## GOALS:
- a) Print the passage of the kit houses discussion from "That is, unless" up to and including "you go IKEA.".
- b) In the kit houses discussion, why does the commenter responding to the HGTV show idea think it might be more interesting with actual carpenters? Answer in one to three sentences.
- c) Carry the kit houses discussion forward from its final line.

## EXCERPT:
================================

The Mail Order American Dream
March 7, 2017 12:39 PM   Subscribe

Kit houses, once a staple of suburbia, were complete, easy-to-assemble houses you could order from a catalog and have shipped via rail to your building site. Via the always-excellent McMansion Hell, you can learn more about the history of mail-order houses in America, and tips and tricks for identifying them in the wild. posted by showbiz_liz (30 comments total) 59 users marked this as a favorite
 
I live in a tiny town in the Midwest that is full of the same Craftsman homes that filled the trendy neighborhoods in Long Beach where I lived fifteen years ago, only in much worse condition and about 1/10th the sale price.

I love them.
posted by annathea at 12:43 PM on March 7, 2017 [8 favorites]


About 25% of the houses in my neighborhood are Sears kit houses. The houses that are not kits are usually from around 1900 (like mine) with a few much newer. The local historical society gives walking tours and points out the different variations on the kits and how and why they were built that way.

I've always been fascinated with buying a house from the Sears catalog. These links are fantastic.
posted by Clinging to the Wreckage at 1:11 PM on March 7, 2017 [2 favorites]




I think I would definitely watch an HGTV show where ordinary schmoes tried to assemble a reproduction of one of these kit houses. Extra difficulty level: using only tools available in 1920.
posted by mhum at 1:13 PM on March 7, 2017 [20 favorites]


I grew up in a Sears Barrington. My room included the closet with the little window you see in the peak over the front door.
posted by Horace Rumpole at 1:18 PM on March 7, 2017 [5 favorites]


I think I would definitely watch an HGTV show where ordinary schmoes tried to assemble a reproduction of one of these kit houses. Extra difficulty level: using only tools available in 1920.

Oh man I need this in my life. (It might be more interesting if it were actual carpenters though - I think regular schmoe plus vintage tools would result in a big pile of wood and nothing else...)
posted by showbiz_liz at 1:24 PM on March 7, 2017 [3 favorites]


My girlfriend in my first year of college lived with three other housemates in a Lustron House. It was set on a concrete slab, was horribly hot in summer, freezing cold in winter, and the combination of the carpet and the metal walls built up some pretty nasty static electricity. Still, it was a pretty cool but of history.
posted by Ghidorah at 1:25 PM on March 7, 2017 [6 favorites]


Everything old is new again. Prefab homes are super cool right now.

That is, unless they're manufactured homes, in which case they are very much uncool. Because god forbid something be both affordable and attractive.

Unless you go IKEA.
posted by leotrotsky at 1:41 PM on March 7, 2017 [6 favorites]


Until recently I lived in a house in Nashville that I think was a kit of some sort, though I haven't figured out what. It's a lot like the Collingwood, but with the rooms laid out a little different. Probably impossible to figure out now.

================================

## DATA EXCERPTS:
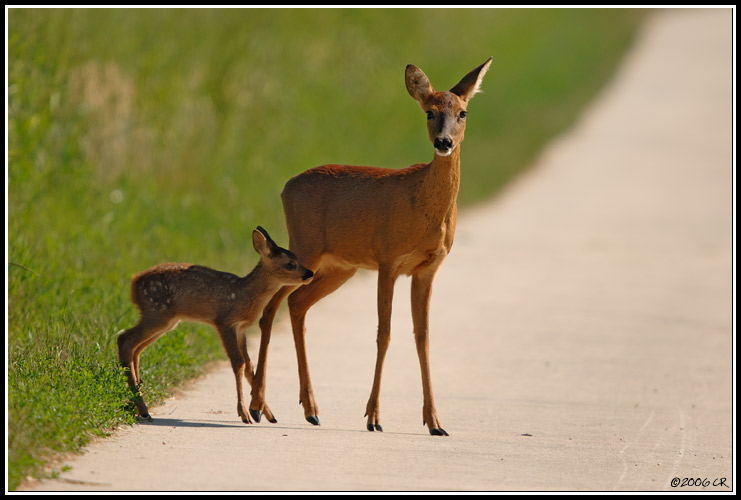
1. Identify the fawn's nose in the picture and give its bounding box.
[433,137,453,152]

================================

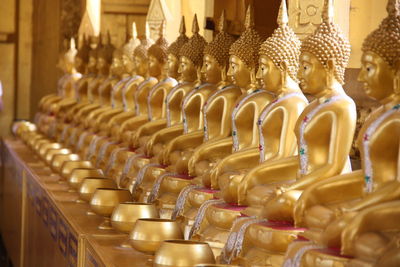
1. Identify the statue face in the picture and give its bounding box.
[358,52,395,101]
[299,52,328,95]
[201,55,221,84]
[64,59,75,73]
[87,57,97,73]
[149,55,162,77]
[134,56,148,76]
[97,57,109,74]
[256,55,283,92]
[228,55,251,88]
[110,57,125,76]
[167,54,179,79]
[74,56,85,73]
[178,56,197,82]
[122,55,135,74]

================================

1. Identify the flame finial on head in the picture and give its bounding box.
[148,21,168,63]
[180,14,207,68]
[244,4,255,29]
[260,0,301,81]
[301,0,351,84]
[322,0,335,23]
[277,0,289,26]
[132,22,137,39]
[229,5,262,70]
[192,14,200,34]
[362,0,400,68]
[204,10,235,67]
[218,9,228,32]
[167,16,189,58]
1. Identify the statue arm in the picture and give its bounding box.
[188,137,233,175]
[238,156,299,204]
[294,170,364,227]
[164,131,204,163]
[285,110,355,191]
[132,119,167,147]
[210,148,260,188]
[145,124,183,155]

================================

## EXPECTED RESPONSES:
- a)
That is, unless they're manufactured homes, in which case they are very much uncool. Because god forbid something be both affordable and attractive.

Unless you go IKEA.

- b) The commenter believes that an ordinary person using vintage tools would probably end up with nothing but a big pile of wood. Actual carpenters would therefore be more likely to produce a finished house.

- c)
posted by ghharr at 1:44 PM on March 7, 2017


I lived in a Sears house in Zanesville, OH for a few years. Think it was built around 1916.
posted by bwvol at 1:48 PM on March 7, 2017


There are a couple of books available that are reprints of old Sears kit house catalogs. I enjoyed them immensely when my husband and I were planning to build a house. Very inspirational.

The large porches so many of them had, were super appealing. We also liked that many of them are of modest size, unlike current home designs. But the single bathroom on the ground floor of a house with all the bedrooms upstairs? Or the houses with no bathrooms at all? We didn't like that so much. It's amazing how recently people were still building houses without indoor bathrooms!

Another interesting thing, is that those kit prices didn't include masonry. So when you see those tapered brick porch columns? It's a feature Sears could put on the catalog pictures of their houses, to make them look more spectacular, without raising the price they quoted. And those pillars are expensive! No wonder the modern houses in these styles, tend to have pillars wrapped in vinyl siding, instead of brick or stone.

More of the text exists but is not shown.